*** Opening Input data ***
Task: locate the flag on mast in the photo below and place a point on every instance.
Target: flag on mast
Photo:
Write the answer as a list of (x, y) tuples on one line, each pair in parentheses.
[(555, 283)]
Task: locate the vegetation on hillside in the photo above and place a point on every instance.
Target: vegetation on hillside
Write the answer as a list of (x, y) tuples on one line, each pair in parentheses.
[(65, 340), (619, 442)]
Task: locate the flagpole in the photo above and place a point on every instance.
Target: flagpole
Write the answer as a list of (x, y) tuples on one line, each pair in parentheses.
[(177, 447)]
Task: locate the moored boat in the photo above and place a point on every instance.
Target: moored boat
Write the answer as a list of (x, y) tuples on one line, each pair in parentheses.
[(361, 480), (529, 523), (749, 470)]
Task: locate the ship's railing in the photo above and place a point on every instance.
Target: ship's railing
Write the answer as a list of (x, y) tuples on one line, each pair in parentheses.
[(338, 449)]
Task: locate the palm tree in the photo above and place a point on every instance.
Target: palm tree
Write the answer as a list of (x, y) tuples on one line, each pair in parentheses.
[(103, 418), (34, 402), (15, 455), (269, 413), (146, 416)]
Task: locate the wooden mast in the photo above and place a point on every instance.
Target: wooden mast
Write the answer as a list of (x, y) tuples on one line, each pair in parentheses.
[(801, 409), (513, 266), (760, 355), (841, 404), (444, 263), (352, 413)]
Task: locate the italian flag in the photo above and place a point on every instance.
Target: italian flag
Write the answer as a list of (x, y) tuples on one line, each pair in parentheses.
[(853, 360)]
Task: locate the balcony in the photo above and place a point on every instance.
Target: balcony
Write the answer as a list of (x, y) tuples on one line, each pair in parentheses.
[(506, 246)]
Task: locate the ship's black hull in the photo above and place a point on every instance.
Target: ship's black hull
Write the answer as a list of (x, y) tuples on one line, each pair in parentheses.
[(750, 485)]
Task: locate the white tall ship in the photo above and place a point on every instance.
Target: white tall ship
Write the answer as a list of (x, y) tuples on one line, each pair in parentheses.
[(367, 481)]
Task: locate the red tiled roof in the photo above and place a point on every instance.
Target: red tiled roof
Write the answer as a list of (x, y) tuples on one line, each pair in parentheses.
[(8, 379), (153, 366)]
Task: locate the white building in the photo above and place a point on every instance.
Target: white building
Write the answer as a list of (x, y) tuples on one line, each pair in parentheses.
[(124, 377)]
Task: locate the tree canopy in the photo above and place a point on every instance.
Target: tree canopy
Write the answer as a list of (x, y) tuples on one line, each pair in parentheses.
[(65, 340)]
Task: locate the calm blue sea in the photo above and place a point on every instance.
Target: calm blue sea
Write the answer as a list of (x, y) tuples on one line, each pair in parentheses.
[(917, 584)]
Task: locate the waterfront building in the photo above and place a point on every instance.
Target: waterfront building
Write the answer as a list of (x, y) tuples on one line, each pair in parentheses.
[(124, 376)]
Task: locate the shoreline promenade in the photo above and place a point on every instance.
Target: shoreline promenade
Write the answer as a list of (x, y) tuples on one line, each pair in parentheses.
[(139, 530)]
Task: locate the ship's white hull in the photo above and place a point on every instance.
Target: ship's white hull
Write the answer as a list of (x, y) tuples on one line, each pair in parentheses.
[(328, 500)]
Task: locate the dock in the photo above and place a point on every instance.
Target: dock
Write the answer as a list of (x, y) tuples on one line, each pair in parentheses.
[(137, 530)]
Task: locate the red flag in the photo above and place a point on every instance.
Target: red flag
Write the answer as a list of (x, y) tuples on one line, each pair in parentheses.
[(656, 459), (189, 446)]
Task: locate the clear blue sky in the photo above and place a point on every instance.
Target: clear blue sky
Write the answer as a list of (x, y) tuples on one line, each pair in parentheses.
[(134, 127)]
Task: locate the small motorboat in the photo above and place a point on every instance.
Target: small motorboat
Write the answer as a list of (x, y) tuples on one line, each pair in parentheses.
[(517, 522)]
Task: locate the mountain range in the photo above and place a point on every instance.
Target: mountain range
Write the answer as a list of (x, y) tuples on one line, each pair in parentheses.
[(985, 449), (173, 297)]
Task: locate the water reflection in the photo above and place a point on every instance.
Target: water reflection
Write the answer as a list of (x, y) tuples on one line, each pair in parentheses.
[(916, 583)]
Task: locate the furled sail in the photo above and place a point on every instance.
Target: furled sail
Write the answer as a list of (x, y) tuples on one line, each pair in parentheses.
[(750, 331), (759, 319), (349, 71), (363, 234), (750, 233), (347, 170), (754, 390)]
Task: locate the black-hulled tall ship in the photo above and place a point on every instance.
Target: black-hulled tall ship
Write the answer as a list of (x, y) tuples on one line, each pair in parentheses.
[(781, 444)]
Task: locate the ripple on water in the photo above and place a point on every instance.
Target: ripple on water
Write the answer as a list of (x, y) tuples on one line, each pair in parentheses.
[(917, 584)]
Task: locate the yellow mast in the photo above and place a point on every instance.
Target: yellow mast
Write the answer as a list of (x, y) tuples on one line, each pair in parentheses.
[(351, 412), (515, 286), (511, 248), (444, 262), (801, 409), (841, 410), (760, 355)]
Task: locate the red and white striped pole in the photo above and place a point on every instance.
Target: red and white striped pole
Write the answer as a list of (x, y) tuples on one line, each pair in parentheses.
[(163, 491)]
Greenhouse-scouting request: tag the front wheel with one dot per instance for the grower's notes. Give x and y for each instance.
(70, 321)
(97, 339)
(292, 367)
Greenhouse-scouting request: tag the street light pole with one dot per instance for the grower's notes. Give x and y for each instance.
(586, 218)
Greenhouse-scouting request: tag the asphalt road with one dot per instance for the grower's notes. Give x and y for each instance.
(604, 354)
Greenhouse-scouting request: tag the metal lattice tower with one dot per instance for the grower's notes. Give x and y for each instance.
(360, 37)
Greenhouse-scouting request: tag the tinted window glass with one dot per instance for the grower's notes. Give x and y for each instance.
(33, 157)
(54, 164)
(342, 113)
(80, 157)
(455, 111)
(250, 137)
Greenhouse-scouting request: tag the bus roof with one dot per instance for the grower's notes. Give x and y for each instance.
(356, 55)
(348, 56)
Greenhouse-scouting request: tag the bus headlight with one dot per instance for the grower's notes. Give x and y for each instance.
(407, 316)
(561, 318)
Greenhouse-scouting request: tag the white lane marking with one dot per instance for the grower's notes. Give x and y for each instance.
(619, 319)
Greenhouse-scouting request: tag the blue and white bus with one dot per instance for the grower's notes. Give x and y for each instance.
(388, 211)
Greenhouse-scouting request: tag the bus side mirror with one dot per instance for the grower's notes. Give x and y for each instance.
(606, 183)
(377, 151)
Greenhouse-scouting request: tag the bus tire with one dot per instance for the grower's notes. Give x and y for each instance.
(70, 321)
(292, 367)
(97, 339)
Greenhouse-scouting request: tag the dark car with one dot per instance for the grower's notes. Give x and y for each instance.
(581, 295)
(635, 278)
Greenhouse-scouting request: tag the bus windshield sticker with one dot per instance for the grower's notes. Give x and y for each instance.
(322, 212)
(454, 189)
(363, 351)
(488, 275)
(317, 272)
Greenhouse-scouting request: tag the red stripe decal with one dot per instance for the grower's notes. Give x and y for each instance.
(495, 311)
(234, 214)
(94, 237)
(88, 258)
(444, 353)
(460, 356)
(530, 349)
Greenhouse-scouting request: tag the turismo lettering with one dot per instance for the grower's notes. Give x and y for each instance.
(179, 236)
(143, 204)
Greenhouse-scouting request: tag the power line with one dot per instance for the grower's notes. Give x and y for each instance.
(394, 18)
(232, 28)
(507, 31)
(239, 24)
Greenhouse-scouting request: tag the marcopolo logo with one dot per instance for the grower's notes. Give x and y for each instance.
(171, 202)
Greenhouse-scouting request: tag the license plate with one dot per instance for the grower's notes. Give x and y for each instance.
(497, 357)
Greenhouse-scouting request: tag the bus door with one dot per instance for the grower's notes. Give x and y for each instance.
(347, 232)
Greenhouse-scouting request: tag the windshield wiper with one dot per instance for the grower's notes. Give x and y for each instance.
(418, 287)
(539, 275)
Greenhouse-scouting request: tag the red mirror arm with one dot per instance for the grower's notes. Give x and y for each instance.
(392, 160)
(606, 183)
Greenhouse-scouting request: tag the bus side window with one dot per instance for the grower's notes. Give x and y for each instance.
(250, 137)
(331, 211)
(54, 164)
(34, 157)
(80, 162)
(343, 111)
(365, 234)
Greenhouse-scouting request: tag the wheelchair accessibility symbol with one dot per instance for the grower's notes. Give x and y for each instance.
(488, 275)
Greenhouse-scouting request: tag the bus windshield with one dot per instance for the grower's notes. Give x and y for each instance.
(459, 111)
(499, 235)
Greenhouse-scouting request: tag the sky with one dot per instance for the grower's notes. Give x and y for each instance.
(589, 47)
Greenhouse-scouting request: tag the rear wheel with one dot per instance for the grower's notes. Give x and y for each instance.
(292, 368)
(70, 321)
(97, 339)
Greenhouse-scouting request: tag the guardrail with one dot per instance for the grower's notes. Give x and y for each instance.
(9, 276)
*** Closing Input data ***
About this exercise.
Among the entries above, find the line with "Target: clear blue sky" and the line with "Target: small motorboat"; give again exactly these two lines and all lines between them.

Response for this exercise.
Target: clear blue sky
Write the answer as a list of (x, y) tuples on one line, each pair in parentheses.
[(134, 127)]
Task: locate the small motorboat in the photo above and place a point on every instance.
Target: small motorboat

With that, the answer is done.